▸ **Problem statement**
Everything from the line containing "point: man standing" through the last line of the records must be returned verbatim, and nothing outside that range.
+ + +
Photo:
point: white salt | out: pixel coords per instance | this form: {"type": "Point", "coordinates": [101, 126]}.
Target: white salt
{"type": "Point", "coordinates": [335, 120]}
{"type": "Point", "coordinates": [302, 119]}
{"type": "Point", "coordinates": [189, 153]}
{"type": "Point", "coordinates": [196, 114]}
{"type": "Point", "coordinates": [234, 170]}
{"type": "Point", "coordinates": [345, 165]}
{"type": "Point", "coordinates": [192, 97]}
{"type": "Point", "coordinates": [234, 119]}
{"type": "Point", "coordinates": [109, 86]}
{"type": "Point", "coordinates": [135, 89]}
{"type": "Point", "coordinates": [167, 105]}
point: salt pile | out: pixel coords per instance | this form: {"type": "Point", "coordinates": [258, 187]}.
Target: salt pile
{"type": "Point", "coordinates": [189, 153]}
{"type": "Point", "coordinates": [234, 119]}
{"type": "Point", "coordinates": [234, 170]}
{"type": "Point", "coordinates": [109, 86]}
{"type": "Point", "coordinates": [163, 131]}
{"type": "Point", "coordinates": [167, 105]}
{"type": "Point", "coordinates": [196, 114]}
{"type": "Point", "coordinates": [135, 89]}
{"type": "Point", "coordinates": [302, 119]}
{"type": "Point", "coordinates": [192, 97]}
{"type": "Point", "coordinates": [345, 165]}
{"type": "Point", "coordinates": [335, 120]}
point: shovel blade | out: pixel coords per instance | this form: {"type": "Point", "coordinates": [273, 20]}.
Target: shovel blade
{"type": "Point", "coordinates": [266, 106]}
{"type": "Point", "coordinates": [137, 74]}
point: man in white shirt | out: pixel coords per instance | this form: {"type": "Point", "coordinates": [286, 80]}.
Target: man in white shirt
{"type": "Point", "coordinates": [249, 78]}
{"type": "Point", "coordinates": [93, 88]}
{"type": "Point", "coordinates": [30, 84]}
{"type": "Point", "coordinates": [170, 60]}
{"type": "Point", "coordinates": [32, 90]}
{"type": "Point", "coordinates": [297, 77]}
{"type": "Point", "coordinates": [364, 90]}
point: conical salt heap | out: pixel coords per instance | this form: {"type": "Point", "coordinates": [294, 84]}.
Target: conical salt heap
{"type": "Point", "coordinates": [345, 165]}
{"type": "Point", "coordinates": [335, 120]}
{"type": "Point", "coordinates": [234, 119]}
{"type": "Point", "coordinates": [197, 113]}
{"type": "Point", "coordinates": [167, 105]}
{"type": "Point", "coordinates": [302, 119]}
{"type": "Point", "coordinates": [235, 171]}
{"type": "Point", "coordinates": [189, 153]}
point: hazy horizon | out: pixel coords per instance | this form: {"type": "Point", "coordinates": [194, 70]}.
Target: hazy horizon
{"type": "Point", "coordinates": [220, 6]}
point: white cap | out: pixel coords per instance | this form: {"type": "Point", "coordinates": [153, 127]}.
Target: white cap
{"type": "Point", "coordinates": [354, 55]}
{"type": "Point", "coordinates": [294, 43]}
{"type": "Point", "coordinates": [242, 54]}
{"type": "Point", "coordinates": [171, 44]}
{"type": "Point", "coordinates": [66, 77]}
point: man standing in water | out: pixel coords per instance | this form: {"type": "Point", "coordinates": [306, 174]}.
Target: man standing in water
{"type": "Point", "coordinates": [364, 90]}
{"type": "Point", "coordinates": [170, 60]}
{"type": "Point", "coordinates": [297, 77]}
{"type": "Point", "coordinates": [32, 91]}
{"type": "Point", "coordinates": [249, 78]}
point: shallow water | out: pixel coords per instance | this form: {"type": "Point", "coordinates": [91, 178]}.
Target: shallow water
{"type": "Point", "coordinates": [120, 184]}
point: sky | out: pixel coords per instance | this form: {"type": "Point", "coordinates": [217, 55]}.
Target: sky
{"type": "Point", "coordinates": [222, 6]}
+ + +
▸ **Task response**
point: man standing in water | out: pixel coords per instance | this form: {"type": "Point", "coordinates": [306, 174]}.
Target: man standing in water
{"type": "Point", "coordinates": [364, 90]}
{"type": "Point", "coordinates": [170, 60]}
{"type": "Point", "coordinates": [297, 77]}
{"type": "Point", "coordinates": [32, 91]}
{"type": "Point", "coordinates": [249, 78]}
point: shallow water | out: pixel coords per instance | this form: {"type": "Point", "coordinates": [91, 178]}.
Target: shallow water
{"type": "Point", "coordinates": [120, 184]}
point: sky | out: pixel coords per instance | this form: {"type": "Point", "coordinates": [217, 55]}.
Target: sky
{"type": "Point", "coordinates": [222, 6]}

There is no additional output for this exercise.